### [TEXTO BASE]

+ + + + +

Nos últimos anos, as redes sociais tornaram-se um dos principais campos de disputa política no Brasil. O governo Lula, alinhado com o STF, tem reiteradamente classificado as redes sociais como “inimigas da democracia”, alegando que a disseminação de fake news e a influência de grupos extremistas representam ameaças à estabilidade institucional e ao processo democrático. No entanto, é essencial revisitar as últimas décadas para compreender os impactos transformadores das redes sociais no Brasil e na democracia, que, inclusive, concretizaram antigas reivindicações da esquerda.

+ + + + +

### [ENUNCIADO]
Responda às perguntas sobre o texto das redes sociais no Brasil:
(a) Como o governo Lula, alinhado com o STF, tem chamado as redes sociais?
(b) Que duas coisas, segundo essa alegação, ameaçam a estabilidade institucional e o processo democrático?
(c) Os impactos das redes sociais concretizaram antigas reivindicações de quem?

+ + + + +

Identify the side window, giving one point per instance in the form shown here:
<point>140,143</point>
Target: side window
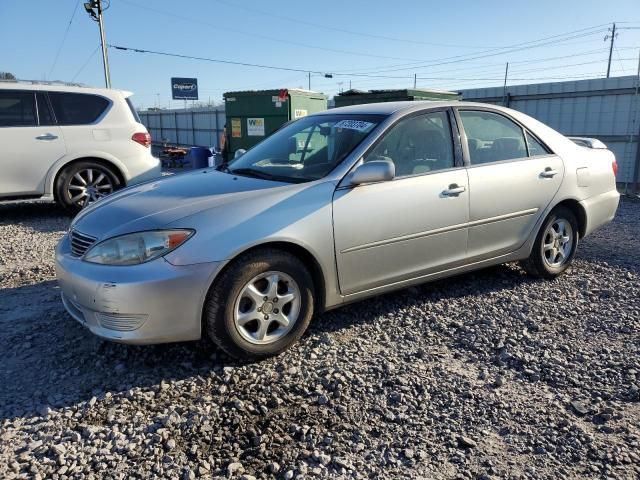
<point>535,147</point>
<point>44,112</point>
<point>77,108</point>
<point>417,145</point>
<point>17,109</point>
<point>492,137</point>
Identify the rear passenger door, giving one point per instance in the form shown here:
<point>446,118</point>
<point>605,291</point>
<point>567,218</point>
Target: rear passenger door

+ + + + +

### [RESPOSTA]
(a) De “inimigas da democracia”.
(b) A disseminação de fake news e a influência de grupos extremistas.
(c) Da esquerda.